[Written task]:
Tally the lines in the listing below that contain the string "stripe", and give only that number.

[Records shown]:
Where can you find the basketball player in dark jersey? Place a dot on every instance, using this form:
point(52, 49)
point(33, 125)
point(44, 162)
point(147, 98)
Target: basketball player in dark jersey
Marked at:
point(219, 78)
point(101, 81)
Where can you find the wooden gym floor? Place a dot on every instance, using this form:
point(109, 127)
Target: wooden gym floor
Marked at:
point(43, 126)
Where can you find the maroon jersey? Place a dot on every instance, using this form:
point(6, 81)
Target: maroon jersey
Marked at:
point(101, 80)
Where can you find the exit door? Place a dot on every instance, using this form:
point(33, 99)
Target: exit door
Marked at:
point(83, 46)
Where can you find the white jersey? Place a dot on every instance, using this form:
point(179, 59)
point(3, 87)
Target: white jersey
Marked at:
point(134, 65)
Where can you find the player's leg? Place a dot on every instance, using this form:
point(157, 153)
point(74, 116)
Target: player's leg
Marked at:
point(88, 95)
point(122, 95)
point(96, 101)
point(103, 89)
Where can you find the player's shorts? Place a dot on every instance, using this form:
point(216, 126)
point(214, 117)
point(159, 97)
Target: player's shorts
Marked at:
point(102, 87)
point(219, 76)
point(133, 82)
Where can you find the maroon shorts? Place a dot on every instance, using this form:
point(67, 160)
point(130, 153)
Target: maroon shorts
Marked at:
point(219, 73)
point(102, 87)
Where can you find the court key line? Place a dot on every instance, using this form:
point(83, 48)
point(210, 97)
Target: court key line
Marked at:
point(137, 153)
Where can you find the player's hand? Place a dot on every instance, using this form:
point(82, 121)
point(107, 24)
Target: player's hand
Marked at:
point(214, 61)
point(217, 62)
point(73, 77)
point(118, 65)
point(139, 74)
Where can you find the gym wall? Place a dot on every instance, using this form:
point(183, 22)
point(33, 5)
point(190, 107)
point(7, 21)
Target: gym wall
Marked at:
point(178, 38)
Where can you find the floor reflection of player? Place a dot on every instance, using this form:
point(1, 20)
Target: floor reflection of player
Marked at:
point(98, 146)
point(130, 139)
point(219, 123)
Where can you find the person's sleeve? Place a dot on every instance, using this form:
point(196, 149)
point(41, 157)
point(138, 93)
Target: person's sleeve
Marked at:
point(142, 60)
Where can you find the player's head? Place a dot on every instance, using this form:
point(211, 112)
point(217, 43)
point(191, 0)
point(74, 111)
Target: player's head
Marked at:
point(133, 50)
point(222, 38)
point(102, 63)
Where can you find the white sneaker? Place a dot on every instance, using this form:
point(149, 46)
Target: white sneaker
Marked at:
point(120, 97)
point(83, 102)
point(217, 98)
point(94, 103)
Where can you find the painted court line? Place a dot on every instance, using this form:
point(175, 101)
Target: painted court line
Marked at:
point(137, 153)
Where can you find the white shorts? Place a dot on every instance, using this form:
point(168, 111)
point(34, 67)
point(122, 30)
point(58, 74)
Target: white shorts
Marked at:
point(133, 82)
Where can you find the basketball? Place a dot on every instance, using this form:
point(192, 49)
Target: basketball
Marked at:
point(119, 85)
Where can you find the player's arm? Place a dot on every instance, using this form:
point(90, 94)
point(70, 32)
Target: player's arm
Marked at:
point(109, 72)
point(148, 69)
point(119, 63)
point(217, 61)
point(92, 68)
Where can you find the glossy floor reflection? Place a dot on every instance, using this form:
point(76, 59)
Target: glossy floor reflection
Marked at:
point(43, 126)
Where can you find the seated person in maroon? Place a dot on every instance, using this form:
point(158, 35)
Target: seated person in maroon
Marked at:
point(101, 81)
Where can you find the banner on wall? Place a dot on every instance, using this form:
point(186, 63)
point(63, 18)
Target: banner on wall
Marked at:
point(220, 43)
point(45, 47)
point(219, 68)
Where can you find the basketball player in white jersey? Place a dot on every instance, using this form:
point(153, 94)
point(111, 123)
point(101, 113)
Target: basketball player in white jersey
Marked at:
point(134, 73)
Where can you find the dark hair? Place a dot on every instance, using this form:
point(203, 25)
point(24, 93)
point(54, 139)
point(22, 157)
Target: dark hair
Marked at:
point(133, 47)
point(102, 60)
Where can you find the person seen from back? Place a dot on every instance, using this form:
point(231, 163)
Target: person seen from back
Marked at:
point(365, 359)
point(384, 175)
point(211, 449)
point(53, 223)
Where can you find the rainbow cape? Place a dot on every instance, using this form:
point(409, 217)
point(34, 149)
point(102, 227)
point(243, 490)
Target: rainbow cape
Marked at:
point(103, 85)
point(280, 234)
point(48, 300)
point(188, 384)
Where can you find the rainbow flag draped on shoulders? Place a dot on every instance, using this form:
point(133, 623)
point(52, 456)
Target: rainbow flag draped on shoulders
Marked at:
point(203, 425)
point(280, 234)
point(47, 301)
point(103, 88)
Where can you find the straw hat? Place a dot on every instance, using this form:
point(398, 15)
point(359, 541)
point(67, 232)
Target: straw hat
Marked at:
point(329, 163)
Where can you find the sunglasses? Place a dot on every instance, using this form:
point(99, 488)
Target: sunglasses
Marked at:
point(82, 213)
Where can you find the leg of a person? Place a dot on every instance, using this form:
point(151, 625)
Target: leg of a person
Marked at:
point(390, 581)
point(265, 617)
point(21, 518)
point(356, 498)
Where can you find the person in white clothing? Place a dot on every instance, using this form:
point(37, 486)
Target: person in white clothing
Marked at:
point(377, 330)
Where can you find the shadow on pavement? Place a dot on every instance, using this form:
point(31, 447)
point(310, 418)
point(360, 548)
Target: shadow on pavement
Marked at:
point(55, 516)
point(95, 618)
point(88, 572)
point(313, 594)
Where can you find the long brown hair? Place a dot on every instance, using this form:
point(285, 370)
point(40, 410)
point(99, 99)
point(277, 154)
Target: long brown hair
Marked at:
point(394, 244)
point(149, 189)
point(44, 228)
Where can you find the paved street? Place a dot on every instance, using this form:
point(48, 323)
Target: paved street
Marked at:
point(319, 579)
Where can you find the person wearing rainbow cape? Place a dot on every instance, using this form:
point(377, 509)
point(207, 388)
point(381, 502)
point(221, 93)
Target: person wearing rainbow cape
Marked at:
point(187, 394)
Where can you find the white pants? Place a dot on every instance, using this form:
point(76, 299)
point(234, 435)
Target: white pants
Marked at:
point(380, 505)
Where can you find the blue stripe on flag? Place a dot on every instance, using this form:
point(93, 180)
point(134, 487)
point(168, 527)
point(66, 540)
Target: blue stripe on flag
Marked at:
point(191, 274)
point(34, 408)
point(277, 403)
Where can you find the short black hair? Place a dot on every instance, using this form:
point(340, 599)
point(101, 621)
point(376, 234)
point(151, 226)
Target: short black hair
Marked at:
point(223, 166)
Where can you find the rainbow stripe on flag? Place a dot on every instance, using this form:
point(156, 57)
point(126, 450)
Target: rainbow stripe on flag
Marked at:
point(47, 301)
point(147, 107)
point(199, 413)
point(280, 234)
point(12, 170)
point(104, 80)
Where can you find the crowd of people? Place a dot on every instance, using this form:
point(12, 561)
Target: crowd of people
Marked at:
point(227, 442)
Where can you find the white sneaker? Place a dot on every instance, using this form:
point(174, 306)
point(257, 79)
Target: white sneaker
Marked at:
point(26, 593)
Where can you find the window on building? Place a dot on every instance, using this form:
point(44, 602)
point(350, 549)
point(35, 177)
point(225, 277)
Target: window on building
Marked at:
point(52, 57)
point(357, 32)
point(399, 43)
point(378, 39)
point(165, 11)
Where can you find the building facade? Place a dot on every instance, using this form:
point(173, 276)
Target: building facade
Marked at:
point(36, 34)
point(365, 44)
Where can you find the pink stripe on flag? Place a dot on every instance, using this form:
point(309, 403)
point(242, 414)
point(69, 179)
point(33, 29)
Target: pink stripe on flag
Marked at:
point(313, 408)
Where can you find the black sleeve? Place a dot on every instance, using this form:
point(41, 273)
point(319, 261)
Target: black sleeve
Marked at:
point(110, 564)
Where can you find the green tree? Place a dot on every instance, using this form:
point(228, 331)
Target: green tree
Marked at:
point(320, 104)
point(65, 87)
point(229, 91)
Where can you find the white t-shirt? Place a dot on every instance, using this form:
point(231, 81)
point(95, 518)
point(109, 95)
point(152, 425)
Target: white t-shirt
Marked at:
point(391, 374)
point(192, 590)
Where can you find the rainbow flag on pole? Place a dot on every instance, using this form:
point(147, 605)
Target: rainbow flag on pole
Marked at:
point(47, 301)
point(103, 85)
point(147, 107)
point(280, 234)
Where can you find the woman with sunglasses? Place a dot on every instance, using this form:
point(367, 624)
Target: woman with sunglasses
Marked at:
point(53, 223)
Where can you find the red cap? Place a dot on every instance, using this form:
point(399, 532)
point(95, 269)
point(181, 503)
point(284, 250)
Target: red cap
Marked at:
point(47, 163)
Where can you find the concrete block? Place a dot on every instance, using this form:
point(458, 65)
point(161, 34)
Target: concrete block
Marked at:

--

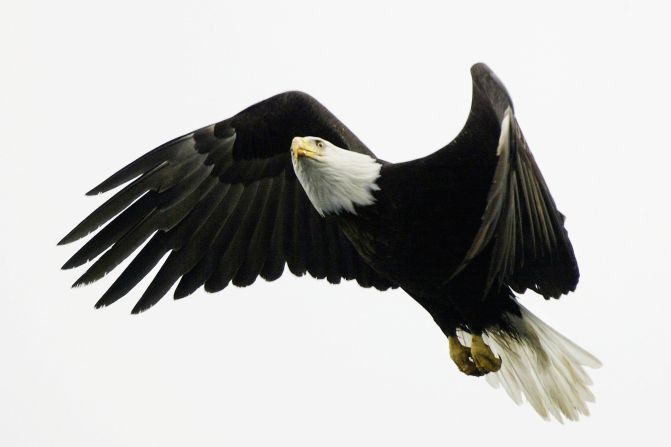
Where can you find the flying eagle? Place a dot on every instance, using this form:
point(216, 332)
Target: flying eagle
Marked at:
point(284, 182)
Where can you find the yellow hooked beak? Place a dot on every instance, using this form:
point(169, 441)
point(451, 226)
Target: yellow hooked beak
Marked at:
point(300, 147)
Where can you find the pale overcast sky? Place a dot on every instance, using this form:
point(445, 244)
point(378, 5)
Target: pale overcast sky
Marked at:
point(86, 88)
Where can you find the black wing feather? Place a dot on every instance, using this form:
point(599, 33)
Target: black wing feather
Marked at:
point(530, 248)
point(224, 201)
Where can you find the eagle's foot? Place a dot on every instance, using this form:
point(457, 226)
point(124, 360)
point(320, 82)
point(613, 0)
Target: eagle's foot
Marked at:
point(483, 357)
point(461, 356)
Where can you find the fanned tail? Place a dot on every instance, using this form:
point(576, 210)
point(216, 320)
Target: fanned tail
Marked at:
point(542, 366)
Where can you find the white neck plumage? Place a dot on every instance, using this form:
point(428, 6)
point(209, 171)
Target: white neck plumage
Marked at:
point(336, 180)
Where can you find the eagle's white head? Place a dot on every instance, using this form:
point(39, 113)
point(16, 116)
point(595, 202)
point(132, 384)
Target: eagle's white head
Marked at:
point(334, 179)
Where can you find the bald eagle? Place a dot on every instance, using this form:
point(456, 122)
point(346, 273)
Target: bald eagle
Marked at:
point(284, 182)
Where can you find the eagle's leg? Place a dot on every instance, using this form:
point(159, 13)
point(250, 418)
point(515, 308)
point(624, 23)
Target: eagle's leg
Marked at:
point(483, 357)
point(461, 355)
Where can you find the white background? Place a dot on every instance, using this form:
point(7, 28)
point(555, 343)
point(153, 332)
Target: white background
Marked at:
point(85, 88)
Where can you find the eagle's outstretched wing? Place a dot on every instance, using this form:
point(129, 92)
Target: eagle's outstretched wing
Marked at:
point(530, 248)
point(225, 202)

[Expected answer]:
6